[Document text]:
BRB takes a look at every throw Brock Osweiler made in his debut for the Texans against the 49ers.

Brock showing his pre-snap reading skills.
Brock showing his pre-snap reading skills.
John Hefti-USA TODAY Sports

Some people expected new Houston Texans quarterback Brock Osweiler to light it up in his debut on Sunday night in Santa Clara against the 49ers. Some thought – even seemingly hoped – that he would crash and burn. Still others took the pragmatic approach, which seems to make the most sense; Osweiler is a young signal-caller on a new team playing his first preseason game, so don’t expect much.

Well, for those of you who want to over-think his debut, has a video of all seven passes, parsed into a tidy little 50 second video for your paralysis-by-analysis enjoyment.

On Brock’s first attempt, he’s unable to hook up with DeAndre Hopkins on a sideline route that seems to suffer from poor timing, solid read/coverage by the DB and Brock’s insistence on sticking with a receiver who didn’t quite get open. Sure, it’s D-Hop, but I don’t know if Fred Biletnikoff and a bucket of Stickum could have hauled that one in.

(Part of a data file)
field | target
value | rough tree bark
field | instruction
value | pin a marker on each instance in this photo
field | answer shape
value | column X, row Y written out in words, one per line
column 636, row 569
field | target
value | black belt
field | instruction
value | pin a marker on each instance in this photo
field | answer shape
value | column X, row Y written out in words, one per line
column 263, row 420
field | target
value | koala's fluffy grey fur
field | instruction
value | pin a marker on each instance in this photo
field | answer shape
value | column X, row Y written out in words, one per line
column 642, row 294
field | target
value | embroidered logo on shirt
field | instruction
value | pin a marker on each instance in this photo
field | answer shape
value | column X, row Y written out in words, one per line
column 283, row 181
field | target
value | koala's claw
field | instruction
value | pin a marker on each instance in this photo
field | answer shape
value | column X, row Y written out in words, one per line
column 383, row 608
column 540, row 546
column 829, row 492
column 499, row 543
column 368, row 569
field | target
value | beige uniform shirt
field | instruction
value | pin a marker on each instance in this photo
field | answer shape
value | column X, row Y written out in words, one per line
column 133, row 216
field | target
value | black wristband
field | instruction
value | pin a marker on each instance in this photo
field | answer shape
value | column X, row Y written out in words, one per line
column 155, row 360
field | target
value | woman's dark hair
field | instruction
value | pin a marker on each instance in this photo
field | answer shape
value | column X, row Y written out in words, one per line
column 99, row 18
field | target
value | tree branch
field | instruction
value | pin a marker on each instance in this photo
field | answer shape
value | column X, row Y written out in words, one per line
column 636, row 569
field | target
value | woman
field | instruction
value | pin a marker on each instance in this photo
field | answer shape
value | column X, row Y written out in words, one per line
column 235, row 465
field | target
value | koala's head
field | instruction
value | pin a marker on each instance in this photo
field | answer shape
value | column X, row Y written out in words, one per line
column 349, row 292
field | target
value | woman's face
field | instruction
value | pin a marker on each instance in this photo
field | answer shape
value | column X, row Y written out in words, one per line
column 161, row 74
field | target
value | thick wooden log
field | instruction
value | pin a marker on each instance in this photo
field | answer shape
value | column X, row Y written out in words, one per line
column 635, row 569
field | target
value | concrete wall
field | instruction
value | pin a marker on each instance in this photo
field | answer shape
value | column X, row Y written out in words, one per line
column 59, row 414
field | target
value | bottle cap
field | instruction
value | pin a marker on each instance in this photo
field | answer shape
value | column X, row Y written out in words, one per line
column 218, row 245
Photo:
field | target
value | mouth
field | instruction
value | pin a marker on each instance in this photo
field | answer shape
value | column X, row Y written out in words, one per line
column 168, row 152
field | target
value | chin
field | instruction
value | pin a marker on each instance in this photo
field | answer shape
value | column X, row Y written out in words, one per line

[Challenges]:
a: Reproduce the listing word for word, from its very first line down to the line that contains "column 99, row 18", with both of those lines included.
b: Write what comes next in the article about Brock Osweiler's debut throws for the Texans, picking up right after its final sentence.

[Answers]:
a:
field | target
value | rough tree bark
field | instruction
value | pin a marker on each instance in this photo
field | answer shape
value | column X, row Y written out in words, one per line
column 636, row 569
field | target
value | black belt
field | instruction
value | pin a marker on each instance in this photo
field | answer shape
value | column X, row Y written out in words, one per line
column 263, row 420
field | target
value | koala's fluffy grey fur
field | instruction
value | pin a marker on each instance in this photo
field | answer shape
value | column X, row Y written out in words, one per line
column 642, row 294
field | target
value | embroidered logo on shirt
field | instruction
value | pin a marker on each instance in this photo
field | answer shape
value | column X, row Y written out in words, one per line
column 283, row 181
field | target
value | koala's claw
field | instruction
value | pin a marker on each instance in this photo
field | answer shape
value | column X, row Y written out in words, one per line
column 383, row 608
column 540, row 546
column 829, row 492
column 499, row 543
column 368, row 569
field | target
value | beige uniform shirt
field | instruction
value | pin a marker on each instance in this photo
field | answer shape
value | column X, row Y written out in words, one per line
column 133, row 216
field | target
value | black wristband
field | instruction
value | pin a marker on each instance in this photo
field | answer shape
value | column X, row Y written out in words, one per line
column 155, row 360
field | target
value | woman's dark hair
field | instruction
value | pin a marker on each instance in this photo
field | answer shape
value | column X, row Y written out in words, one per line
column 99, row 18

b:
Number two was a crossing route misfire to former Ohio State superstar Braxton Miller. Again, it looks like a timing problem between a quarterback and receiver who simply haven’t had enough time to gel. While the video doesn’t show enough for us to see if Brock had any other targets, suffice it to say that pass wasn’t one he and Miller will want to remember next February. The replay during the game, however, shows Will Fuller flying down the sideline, apparently wide open. If Brock had seen Fuller and adjusted, Houston would have had an easy 6.

The third bullet went to Miller again, this time for a quick four-yard buttonhook. Miller caught it and was tackled immediately. That one will go down in the history books as Osweiler’s first completion as a Texan as well as Miller’s first reception as a pro. Hardly the play that will cement a future Hall of Fame career, but it was a positive play nonetheless.

Brock’s fourth pass was a thing of beauty. Not by him, mind you, as he put it where his receiver, C.J. Fiedorowicz had to spin to catch it in stride. That was the thing of beauty in question--one of the most athletic catches by a Texans tight end in recent memory. It was also Brock’s biggest gain of the night.

The next shot was fired to Jaelen Strong for a modest seven yards, followed by another short completion to Will Fuller.

Osweiler's final pitch was a simple out route to Braxton Miller. Not sure if Miller didn’t run the route properly, Osweiler threw it too late, or if George Godsey called a play that took up too much real estate on that side of the field. If I had to bet, I’d say it was Osweiler’s fault on that one, but I can only base that on what I can see on film.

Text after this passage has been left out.